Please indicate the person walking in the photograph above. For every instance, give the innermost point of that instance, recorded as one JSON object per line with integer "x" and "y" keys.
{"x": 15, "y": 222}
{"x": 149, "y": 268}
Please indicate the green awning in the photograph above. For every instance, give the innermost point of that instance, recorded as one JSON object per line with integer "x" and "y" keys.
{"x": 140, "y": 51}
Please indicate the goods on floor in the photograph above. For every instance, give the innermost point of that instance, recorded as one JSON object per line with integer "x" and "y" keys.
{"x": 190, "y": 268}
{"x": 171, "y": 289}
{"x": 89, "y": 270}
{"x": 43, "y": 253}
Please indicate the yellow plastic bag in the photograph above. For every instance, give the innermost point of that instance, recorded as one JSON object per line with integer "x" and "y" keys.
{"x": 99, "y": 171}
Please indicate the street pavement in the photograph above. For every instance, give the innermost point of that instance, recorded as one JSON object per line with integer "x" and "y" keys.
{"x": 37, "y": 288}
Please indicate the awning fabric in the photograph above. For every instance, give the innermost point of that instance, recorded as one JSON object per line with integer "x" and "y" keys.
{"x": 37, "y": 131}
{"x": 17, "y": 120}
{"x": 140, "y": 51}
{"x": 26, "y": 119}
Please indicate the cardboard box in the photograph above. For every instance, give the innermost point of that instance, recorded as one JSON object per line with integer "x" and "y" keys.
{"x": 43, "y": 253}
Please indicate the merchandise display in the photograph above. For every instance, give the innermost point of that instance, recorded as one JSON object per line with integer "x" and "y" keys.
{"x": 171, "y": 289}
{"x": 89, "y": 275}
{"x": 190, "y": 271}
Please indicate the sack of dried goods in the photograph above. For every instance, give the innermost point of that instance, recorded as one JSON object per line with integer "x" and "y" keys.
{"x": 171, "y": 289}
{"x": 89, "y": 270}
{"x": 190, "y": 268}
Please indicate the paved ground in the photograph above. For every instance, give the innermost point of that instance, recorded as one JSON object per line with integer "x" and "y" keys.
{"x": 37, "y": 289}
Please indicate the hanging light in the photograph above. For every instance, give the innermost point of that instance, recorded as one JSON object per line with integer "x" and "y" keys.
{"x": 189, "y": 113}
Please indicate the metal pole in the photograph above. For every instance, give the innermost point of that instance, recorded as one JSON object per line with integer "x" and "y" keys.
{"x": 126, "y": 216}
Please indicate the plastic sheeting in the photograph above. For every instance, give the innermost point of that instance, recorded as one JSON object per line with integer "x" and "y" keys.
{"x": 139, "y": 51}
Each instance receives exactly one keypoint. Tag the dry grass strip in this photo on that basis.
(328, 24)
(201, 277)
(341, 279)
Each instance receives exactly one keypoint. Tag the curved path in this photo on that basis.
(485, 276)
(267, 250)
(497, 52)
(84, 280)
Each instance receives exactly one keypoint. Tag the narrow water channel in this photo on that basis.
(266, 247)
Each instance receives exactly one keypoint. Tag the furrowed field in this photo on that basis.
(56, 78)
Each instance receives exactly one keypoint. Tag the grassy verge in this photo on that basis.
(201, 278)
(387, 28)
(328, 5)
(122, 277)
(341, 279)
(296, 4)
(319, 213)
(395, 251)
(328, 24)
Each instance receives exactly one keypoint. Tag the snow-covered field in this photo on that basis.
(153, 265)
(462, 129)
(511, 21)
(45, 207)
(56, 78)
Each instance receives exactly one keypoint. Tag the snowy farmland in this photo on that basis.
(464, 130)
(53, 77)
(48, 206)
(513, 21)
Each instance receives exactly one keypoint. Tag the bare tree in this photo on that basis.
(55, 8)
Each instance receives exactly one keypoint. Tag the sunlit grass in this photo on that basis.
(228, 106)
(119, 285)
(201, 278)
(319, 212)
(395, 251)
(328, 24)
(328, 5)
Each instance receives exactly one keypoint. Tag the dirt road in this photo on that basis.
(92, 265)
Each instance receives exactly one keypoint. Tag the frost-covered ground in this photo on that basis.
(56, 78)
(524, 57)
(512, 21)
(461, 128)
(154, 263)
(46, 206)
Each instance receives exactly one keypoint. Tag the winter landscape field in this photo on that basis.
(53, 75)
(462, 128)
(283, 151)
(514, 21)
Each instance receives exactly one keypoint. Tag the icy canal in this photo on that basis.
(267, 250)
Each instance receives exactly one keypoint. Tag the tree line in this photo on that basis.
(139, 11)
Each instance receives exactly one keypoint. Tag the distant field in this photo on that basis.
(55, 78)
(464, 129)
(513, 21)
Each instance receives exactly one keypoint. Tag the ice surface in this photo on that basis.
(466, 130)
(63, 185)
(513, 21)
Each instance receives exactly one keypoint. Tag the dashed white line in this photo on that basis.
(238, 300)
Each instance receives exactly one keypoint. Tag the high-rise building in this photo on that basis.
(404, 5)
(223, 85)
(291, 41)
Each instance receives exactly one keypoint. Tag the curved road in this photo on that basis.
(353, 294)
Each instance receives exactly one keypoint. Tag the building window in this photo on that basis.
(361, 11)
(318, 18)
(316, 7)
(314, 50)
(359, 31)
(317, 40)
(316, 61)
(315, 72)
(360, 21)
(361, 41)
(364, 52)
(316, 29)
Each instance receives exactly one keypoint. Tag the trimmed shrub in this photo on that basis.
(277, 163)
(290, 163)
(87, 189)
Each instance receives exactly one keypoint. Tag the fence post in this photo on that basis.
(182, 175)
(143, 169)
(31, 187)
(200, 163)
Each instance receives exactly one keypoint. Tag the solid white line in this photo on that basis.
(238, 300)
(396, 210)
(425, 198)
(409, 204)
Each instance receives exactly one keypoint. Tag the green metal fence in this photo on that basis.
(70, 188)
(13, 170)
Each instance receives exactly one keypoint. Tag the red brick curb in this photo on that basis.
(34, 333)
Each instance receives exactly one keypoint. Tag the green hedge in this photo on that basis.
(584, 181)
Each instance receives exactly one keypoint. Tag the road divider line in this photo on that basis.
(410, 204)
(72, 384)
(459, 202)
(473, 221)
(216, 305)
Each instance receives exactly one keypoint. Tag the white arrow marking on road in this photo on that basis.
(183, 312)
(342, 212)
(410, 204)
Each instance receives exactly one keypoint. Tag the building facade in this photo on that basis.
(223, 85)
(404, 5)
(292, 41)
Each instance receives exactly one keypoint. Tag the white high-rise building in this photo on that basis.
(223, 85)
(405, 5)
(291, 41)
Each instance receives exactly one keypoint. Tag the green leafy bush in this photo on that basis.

____________

_TASK DETAILS_
Update every row above by replacing each "instance" with "object" and leaving everything else unchanged.

_RESPONSE TO THE TASK_
Please indicate the person walking in the photograph above. For every object, give the innermost point of that object, recorded as one JSON object per line with integer "x" and "y" keys.
{"x": 15, "y": 222}
{"x": 149, "y": 268}
Please indicate the green awning in the photograph above. For every object, give the innermost point of that object, recorded as one JSON object per line with integer "x" and "y" keys.
{"x": 140, "y": 51}
Please indicate the goods on floor in the photograph above. For every object, give the innermost point of that object, recorded as one JSON object per line with integer "x" and "y" keys.
{"x": 190, "y": 268}
{"x": 171, "y": 289}
{"x": 89, "y": 270}
{"x": 43, "y": 253}
Please indicate the yellow plastic bag in the photograph above. For every object, give the innermost point of that object, recorded as one JSON object per line with integer "x" and "y" keys.
{"x": 99, "y": 171}
Please indicate the street pavement in the photograph above. For every object, give the innermost point of that object, recorded as one JSON object per line with integer "x" and "y" keys.
{"x": 37, "y": 288}
Please indicate the awning fabric in the photograph above. For every object, give the innermost point of that object, recorded as one JSON object per line with integer "x" and "y" keys.
{"x": 37, "y": 131}
{"x": 17, "y": 120}
{"x": 140, "y": 51}
{"x": 26, "y": 119}
Please indicate the cardboard box in the photograph above. For every object, give the innermost point of that object, recorded as one JSON object per line with integer "x" and "y" keys.
{"x": 43, "y": 253}
Please indicate the merchandise display in the photograph above. For every object, give the innermost point of that object, recorded as one JSON object per line with integer "x" and "y" keys.
{"x": 171, "y": 289}
{"x": 89, "y": 275}
{"x": 190, "y": 271}
Please indicate the sack of dried goods in the photograph above. For every object, give the innermost point of that object, recorded as one JSON object per line with integer "x" and "y" keys.
{"x": 171, "y": 289}
{"x": 89, "y": 270}
{"x": 190, "y": 268}
Please indicate the paved ground in the photograph above. For every object, give the innermost point of that object, recorded as one JSON object per line with integer "x" and "y" keys.
{"x": 37, "y": 289}
Please indicate the hanging light in the photograph above. For every object, give the innermost point of that object, recorded as one JSON object per line with integer "x" and "y" keys.
{"x": 189, "y": 113}
Please indicate the metal pole in the photograph above. For every object, give the innermost point of that object, recorded as one JSON object per line with integer "x" and "y" keys.
{"x": 126, "y": 216}
Please indicate the plastic sheeting in the photograph above. For every object, give the innermost point of that object, recorded as one JSON object per line with integer "x" and "y" keys.
{"x": 139, "y": 51}
Each object receives exactly one keypoint. Tag the dry grass strip in this photo on that basis.
(328, 24)
(201, 277)
(341, 279)
Each object receives exactly one keypoint. Tag the curved path in this photo on that basis.
(485, 276)
(267, 250)
(497, 52)
(84, 280)
Each object receives exactly one keypoint. Tag the narrow water channel in this photo on that basis.
(266, 247)
Each object receives exactly one keypoint. Tag the furrowed field in this photo on that basis.
(56, 78)
Each object receives exactly one keypoint. Tag the grassy verge in this photo on that basis.
(201, 278)
(387, 28)
(328, 5)
(122, 277)
(341, 279)
(296, 4)
(319, 213)
(395, 251)
(328, 24)
Each object receives exactly one keypoint. Tag the snow-covered field in this photo on that basis.
(153, 265)
(462, 129)
(511, 21)
(45, 207)
(56, 78)
Each object receives exactly one keypoint. Tag the snowy farmland in this photo on that basis.
(464, 130)
(53, 77)
(48, 206)
(513, 21)
Each object receives exactly one keypoint. Tag the bare tree in this photo on that basis.
(55, 8)
Each object receives exactly one keypoint. Tag the sunlit grass in this photo on that basis.
(228, 106)
(119, 285)
(201, 278)
(319, 212)
(395, 251)
(328, 24)
(328, 5)
Each object receives exactly one keypoint. Tag the dirt road in this photo on that basis.
(92, 265)
Each object receives exactly one keypoint. Tag the frost-covered ground in this photo on that basis.
(56, 78)
(524, 57)
(512, 21)
(461, 128)
(154, 263)
(46, 206)
Each object receives exactly one keypoint. Tag the winter landscape field in this photo on that basis.
(53, 75)
(462, 128)
(283, 151)
(514, 21)
Each object receives exactly one keypoint. Tag the icy canal in this photo on that basis.
(267, 250)
Each object receives exactly one keypoint. Tag the tree line in this photo on that basis.
(139, 11)
Each object receives exactly one keypoint. Tag the distant field in this photo on that basis.
(55, 78)
(464, 129)
(513, 21)
Each object receives exactly one keypoint. Tag the ice surface in this photo on that basis.
(466, 130)
(63, 185)
(513, 21)
Each object receives exactly one keypoint. Tag the dashed white line in this photo on that basis.
(238, 300)
Each object receives exactly one keypoint. Tag the high-rise building in this photo on that basis.
(404, 5)
(223, 85)
(291, 41)
Each object receives exactly one keypoint. Tag the curved road in this photo on that basis.
(353, 294)
Each object receives exactly one keypoint. Tag the building window in this photo on that basis.
(361, 11)
(318, 18)
(316, 7)
(314, 50)
(359, 31)
(317, 40)
(316, 61)
(315, 72)
(360, 21)
(361, 41)
(364, 52)
(316, 29)
Each object receives exactly one keypoint. Tag the trimmed shrub in this photo on that basis.
(277, 163)
(290, 163)
(87, 189)
Each object receives exactly one keypoint. Tag the fence post in this photo on that basis.
(182, 175)
(143, 169)
(31, 187)
(200, 163)
Each object receives exactly one keypoint. Tag the solid white line in this photo on that basis.
(238, 300)
(396, 210)
(425, 198)
(409, 204)
Each object receives exactly one keypoint. Tag the green metal fence in this photo on that basis.
(70, 188)
(13, 170)
Each object receives exactly one keypoint. Tag the red brick curb in this photo on that basis.
(34, 333)
Each object receives exactly one keypoint. Tag the green hedge in this photo on that basis.
(584, 181)
Each object receives exactly one keypoint. Tag the road divider line in this photo on that basis.
(410, 204)
(72, 384)
(459, 202)
(473, 221)
(216, 305)
Each object receives exactly one keypoint. Tag the white arrow marking on road in this photo on that basis.
(183, 312)
(342, 212)
(410, 204)
Each object receives exactly one keypoint. Tag the building facade in this photo on that basis.
(223, 85)
(404, 5)
(292, 41)
Each object receives exactly one keypoint. Tag the white high-rise building in this photo on that basis.
(223, 85)
(405, 5)
(291, 41)
Each object receives exactly one keypoint. Tag the green leafy bush in this photo on that basis.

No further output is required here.